Work order: Would you please copy every line of the material that follows, exactly as it reads?

Records to process:
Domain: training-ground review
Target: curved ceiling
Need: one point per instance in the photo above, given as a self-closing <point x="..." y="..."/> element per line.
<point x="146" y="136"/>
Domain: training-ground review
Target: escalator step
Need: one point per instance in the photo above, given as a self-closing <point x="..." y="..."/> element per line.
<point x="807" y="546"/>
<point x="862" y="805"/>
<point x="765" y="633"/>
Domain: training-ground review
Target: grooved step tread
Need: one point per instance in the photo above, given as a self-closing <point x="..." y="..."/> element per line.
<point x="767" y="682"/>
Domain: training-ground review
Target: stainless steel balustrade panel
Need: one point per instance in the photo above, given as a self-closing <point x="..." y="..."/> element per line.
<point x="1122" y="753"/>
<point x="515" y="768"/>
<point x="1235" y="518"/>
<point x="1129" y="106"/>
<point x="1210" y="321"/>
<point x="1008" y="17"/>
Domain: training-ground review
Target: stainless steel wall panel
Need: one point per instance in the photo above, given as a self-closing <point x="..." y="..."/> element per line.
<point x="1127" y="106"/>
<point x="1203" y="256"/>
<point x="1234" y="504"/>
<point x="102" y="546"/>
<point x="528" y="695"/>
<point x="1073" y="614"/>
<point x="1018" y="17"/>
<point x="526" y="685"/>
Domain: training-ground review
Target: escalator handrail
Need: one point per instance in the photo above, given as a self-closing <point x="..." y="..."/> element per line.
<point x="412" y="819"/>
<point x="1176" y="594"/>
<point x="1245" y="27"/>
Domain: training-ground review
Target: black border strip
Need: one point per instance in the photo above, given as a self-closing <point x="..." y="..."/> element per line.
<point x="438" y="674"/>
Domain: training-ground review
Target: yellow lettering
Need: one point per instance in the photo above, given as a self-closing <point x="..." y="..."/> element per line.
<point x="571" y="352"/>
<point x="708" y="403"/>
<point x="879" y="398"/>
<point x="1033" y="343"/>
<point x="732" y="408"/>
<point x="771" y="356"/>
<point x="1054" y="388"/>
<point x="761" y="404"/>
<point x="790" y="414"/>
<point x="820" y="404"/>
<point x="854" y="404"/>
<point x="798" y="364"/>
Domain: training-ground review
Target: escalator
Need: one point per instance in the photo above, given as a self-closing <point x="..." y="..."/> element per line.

Response below:
Domain: training-ground review
Target: curved ceiling
Need: one point per instance in the photo above, given as a self-closing <point x="..." y="..."/> element per line.
<point x="146" y="136"/>
Domain: training-ground review
Target: escalator step
Need: one point per instance in the photo above, given as a self-closing <point x="..." y="..."/> element per line.
<point x="807" y="546"/>
<point x="862" y="805"/>
<point x="765" y="633"/>
Domain: training-ground review
Target: grooved step tread
Need: one point per instance in the photo above, given as a self-closing <point x="..." y="..."/> element per line.
<point x="767" y="682"/>
Domain: training-ground review
Target: stainless steel balustrade panel
Need: one point per instance in the photo above, given as a self-closing <point x="..." y="..."/> element per line.
<point x="1122" y="753"/>
<point x="515" y="768"/>
<point x="1235" y="518"/>
<point x="1129" y="106"/>
<point x="1210" y="321"/>
<point x="1008" y="17"/>
Domain: training-ground review
Target: stainless steel wall panel
Need: one point per instance in the photo above, given as a self-closing <point x="..." y="..."/> element per line.
<point x="1127" y="106"/>
<point x="1203" y="256"/>
<point x="1234" y="504"/>
<point x="102" y="546"/>
<point x="528" y="695"/>
<point x="1073" y="614"/>
<point x="1018" y="17"/>
<point x="526" y="685"/>
Domain: training-ground review
Target: escalator handrail
Need: one point per instance in the photo above, given as a self-closing <point x="..." y="..."/> element per line.
<point x="412" y="819"/>
<point x="1176" y="594"/>
<point x="1245" y="27"/>
Domain: training-ground review
Target: black border strip
Need: one point per instance in the photo above, given as a self-closing <point x="..." y="..."/> element per line.
<point x="438" y="674"/>
Domain: training-ground review
Target: yellow lettering
Need: one point per instance in the photo above, given as a self-closing <point x="..." y="..."/> element per line.
<point x="571" y="352"/>
<point x="708" y="403"/>
<point x="879" y="398"/>
<point x="1033" y="343"/>
<point x="732" y="408"/>
<point x="771" y="356"/>
<point x="1054" y="388"/>
<point x="761" y="404"/>
<point x="790" y="414"/>
<point x="820" y="404"/>
<point x="854" y="404"/>
<point x="798" y="364"/>
Domain: training-ground review
Target: escalator
Need: one point per instance in the photo above, given as a self-closing <point x="..." y="..."/> element per line.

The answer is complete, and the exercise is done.